Material for the task —

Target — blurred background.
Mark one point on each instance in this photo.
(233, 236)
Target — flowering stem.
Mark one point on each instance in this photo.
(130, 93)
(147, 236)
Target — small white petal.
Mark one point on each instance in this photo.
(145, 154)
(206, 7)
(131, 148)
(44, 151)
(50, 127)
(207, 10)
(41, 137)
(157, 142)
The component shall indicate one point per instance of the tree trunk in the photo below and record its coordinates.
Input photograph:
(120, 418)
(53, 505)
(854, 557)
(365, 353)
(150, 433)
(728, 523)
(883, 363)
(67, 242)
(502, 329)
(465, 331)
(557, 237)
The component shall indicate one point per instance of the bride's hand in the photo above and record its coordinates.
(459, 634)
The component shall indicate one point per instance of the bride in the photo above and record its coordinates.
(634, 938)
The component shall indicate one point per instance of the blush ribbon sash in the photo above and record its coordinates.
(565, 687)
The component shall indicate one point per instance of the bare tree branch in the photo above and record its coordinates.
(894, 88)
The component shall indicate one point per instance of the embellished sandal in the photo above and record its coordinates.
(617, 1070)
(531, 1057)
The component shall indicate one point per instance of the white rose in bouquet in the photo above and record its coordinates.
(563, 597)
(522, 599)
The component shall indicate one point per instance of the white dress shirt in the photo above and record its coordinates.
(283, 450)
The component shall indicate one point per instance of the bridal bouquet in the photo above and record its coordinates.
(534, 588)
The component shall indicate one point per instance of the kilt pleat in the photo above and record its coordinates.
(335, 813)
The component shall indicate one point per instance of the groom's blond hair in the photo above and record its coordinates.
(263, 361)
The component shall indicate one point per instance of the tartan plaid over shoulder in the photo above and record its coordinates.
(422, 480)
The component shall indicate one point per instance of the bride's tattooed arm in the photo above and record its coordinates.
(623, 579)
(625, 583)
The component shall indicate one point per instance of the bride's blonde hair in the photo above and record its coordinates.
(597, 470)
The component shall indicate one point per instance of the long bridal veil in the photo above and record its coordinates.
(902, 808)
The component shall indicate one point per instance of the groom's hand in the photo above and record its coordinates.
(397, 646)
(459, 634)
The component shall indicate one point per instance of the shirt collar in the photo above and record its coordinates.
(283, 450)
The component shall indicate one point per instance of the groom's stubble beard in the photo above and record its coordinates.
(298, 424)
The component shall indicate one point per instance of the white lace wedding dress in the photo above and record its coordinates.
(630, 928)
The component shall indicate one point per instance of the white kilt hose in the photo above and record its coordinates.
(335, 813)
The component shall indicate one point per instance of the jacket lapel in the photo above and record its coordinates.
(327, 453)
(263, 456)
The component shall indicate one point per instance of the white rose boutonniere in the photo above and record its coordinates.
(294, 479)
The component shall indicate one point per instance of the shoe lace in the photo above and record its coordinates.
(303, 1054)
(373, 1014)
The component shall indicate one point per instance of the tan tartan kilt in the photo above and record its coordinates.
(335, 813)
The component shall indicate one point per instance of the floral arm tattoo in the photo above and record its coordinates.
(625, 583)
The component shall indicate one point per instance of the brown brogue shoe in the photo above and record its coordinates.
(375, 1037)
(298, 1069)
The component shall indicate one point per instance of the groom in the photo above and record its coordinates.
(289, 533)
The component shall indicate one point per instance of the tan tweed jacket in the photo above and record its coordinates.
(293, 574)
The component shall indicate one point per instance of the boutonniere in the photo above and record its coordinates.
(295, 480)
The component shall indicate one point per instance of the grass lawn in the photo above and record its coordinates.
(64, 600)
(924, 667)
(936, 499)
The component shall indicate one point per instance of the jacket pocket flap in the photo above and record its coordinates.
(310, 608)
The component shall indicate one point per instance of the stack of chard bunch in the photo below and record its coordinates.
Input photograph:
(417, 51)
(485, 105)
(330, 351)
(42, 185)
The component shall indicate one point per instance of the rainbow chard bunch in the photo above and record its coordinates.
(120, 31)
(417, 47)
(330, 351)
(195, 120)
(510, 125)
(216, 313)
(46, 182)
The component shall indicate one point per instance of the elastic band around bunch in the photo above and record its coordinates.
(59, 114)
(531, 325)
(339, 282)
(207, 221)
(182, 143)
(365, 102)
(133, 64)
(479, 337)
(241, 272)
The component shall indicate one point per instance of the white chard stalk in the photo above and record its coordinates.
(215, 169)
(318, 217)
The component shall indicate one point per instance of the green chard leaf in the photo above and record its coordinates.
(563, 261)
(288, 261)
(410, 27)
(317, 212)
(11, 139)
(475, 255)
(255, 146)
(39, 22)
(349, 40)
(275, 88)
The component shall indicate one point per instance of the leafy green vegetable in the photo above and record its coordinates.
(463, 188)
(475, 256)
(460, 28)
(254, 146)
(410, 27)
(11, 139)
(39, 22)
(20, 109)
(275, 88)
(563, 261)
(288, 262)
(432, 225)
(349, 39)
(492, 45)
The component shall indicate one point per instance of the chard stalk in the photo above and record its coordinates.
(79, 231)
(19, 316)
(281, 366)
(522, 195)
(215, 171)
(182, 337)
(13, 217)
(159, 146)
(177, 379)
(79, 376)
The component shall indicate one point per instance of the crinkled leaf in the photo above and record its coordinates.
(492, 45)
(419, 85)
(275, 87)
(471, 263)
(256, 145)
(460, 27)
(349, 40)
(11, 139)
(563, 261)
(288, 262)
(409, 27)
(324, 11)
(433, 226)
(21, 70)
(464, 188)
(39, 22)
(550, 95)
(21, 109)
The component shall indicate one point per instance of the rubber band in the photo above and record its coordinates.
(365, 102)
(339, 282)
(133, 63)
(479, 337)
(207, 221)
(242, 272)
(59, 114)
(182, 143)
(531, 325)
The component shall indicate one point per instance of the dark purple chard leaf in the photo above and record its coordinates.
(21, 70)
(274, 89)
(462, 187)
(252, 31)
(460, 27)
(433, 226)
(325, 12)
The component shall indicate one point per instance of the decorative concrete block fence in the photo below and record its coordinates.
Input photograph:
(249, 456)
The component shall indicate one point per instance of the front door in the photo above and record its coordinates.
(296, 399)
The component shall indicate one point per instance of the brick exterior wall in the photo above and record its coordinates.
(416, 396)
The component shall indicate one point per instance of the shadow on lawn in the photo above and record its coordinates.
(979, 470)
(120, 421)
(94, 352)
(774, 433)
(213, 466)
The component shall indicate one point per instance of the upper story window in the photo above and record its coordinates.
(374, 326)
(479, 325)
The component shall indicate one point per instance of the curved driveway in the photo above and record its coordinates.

The exercise — Copy all the records above precisely.

Answer to this exercise —
Target — blurred background.
Mark one point on each instance in this photo.
(233, 236)
Target — flowering stem.
Mark one point on each instance in this photo.
(130, 93)
(147, 236)
Target — small white petal.
Mark one point on each instance in this photo.
(145, 154)
(206, 7)
(131, 148)
(44, 151)
(50, 127)
(207, 10)
(41, 137)
(157, 142)
The component shall indicate one point per instance of the tree trunk in the photo below and record its coordinates.
Input photograph:
(120, 418)
(53, 505)
(854, 557)
(365, 353)
(150, 433)
(728, 523)
(883, 363)
(67, 242)
(502, 329)
(465, 331)
(557, 237)
The component shall indicate one point per instance of the bride's hand in the photo above and record its coordinates.
(459, 634)
The component shall indicate one point per instance of the bride in the photo above and record its coordinates.
(634, 938)
The component shall indicate one point per instance of the blush ribbon sash in the photo above and record its coordinates.
(565, 687)
The component shall indicate one point per instance of the bare tree branch in the photo above and record its coordinates.
(894, 88)
The component shall indicate one point per instance of the embellished sandal in the photo above and record its coordinates.
(617, 1070)
(531, 1057)
The component shall indicate one point per instance of the white rose in bouquet in the photo above and record its coordinates.
(563, 597)
(522, 599)
The component shall indicate one point per instance of the white dress shirt in the photo above and record its coordinates.
(283, 450)
The component shall indicate one point per instance of the bridal bouquet in the photo above and record its coordinates.
(534, 588)
The component shall indicate one point per instance of the kilt pleat in the photo above and record its coordinates.
(335, 813)
The component shall indicate one point per instance of the groom's blond hair in the photo above and record its coordinates.
(263, 361)
The component shall indicate one point per instance of the tartan plaid over shoulder in the photo above and record its coordinates.
(422, 480)
The component shall indicate one point per instance of the bride's tattooed arm in the photo above and record its coordinates.
(623, 579)
(625, 583)
The component shall indicate one point per instance of the bride's blonde hair in the photo above and record its coordinates.
(597, 470)
The component shall indicate one point per instance of the long bridal veil in the photo above and record its coordinates.
(902, 808)
The component shall indicate one point per instance of the groom's hand in the photo above and record its coordinates.
(397, 646)
(459, 634)
The component shall indicate one point per instance of the shirt collar in the photo above and record its coordinates.
(283, 450)
The component shall indicate one point per instance of the groom's stubble beard in the photo above and record its coordinates.
(298, 424)
The component shall indicate one point per instance of the white lace wedding dress in the photo above and record its coordinates.
(630, 928)
The component shall indicate one point per instance of the white kilt hose in the photo above and record its coordinates.
(335, 813)
The component shall indicate one point per instance of the jacket lapel in the photo above and record its coordinates.
(327, 453)
(263, 456)
The component shall indicate one point per instance of the white rose boutonniere in the photo above and record its coordinates.
(294, 479)
The component shall indicate one point per instance of the shoe lace in the photo above and record its coordinates.
(303, 1054)
(373, 1014)
The component shall indicate one point per instance of the tan tartan kilt in the photo above and record its coordinates.
(335, 813)
The component shall indicate one point per instance of the floral arm tattoo in the photo above and record its coordinates.
(625, 583)
The component shall indicate one point per instance of the brown brogue shoe in the photo above and record its coordinates.
(375, 1037)
(298, 1069)
The component shall indicate one point per instance of the groom in the photo above and record its coordinates.
(289, 533)
The component shall indicate one point per instance of the tan tweed jacket in the photo above and record its coordinates.
(293, 574)
The component shall indicate one point per instance of the boutonniere in the photo above and record its coordinates.
(295, 480)
The component shall indicate one point per instance of the grass lawn in the photo above and record its coordinates.
(64, 600)
(924, 667)
(936, 499)
The component shall indicate one point per instance of the jacket pocket flap in the photo above and record its coordinates.
(310, 608)
The component shall indicate one point per instance of the stack of chard bunch in the photo below and record its coordinates.
Input photograph:
(417, 51)
(485, 105)
(330, 351)
(42, 185)
The component shall indicate one point per instance of the rainbow chard bunch in the photo above and record its coordinates.
(120, 31)
(417, 47)
(330, 351)
(195, 120)
(510, 125)
(216, 313)
(46, 182)
The component shall indicate one point per instance of the elastic band around bunch in the photo above and record its coordinates.
(59, 114)
(531, 325)
(339, 282)
(207, 221)
(182, 143)
(365, 102)
(133, 64)
(479, 337)
(241, 272)
The component shall indicate one point per instance of the white chard stalk in the photo above and record its coordinates.
(215, 169)
(318, 217)
The component shall indicate one point per instance of the green chard leaf in the photo above and record its coordinates.
(563, 261)
(288, 261)
(410, 27)
(317, 212)
(11, 139)
(475, 255)
(255, 146)
(39, 22)
(349, 40)
(275, 88)
The component shall indicate one point per instance of the leafy green vegetable in the photo above and record its coordinates.
(463, 188)
(475, 256)
(460, 28)
(254, 146)
(410, 27)
(11, 139)
(39, 22)
(20, 109)
(275, 88)
(563, 261)
(288, 262)
(432, 225)
(349, 39)
(492, 45)
The component shall indicate one point per instance of the chard stalk in the photo above and record its coordinates.
(79, 231)
(19, 316)
(281, 366)
(522, 195)
(215, 171)
(182, 337)
(13, 217)
(159, 146)
(177, 379)
(79, 376)
The component shall indicate one point per instance of the crinkled leaf in the photo above and record its coordinates.
(492, 45)
(419, 85)
(275, 87)
(471, 263)
(256, 145)
(460, 27)
(349, 40)
(11, 139)
(563, 261)
(288, 262)
(409, 27)
(324, 11)
(433, 226)
(21, 70)
(464, 188)
(39, 22)
(550, 95)
(21, 109)
The component shall indicate one point per instance of the rubber band in the photo above and record its coordinates.
(365, 102)
(339, 282)
(133, 63)
(479, 337)
(207, 221)
(242, 272)
(59, 114)
(182, 143)
(531, 325)
The component shall indicate one point per instance of the dark purple chard leaf in the photo above and record its coordinates.
(21, 70)
(274, 89)
(462, 187)
(252, 31)
(460, 27)
(433, 226)
(325, 12)
The component shall indicate one point per instance of the decorative concrete block fence in the photo below and record its coordinates.
Input photograph:
(249, 456)
The component shall indicate one point per instance of the front door in the photo above and record its coordinates.
(296, 399)
The component shall indicate one point per instance of the brick exterior wall in the photo above and record its coordinates.
(416, 396)
The component shall indicate one point per instance of the shadow on lawn in the photo above and record its coordinates.
(979, 470)
(120, 421)
(94, 352)
(774, 433)
(213, 466)
The component shall indicate one point per instance of the upper story window in the photo above and record its coordinates.
(374, 326)
(479, 325)
The component shall indicate one point per instance of the curved driveway in the photo above and record its coordinates.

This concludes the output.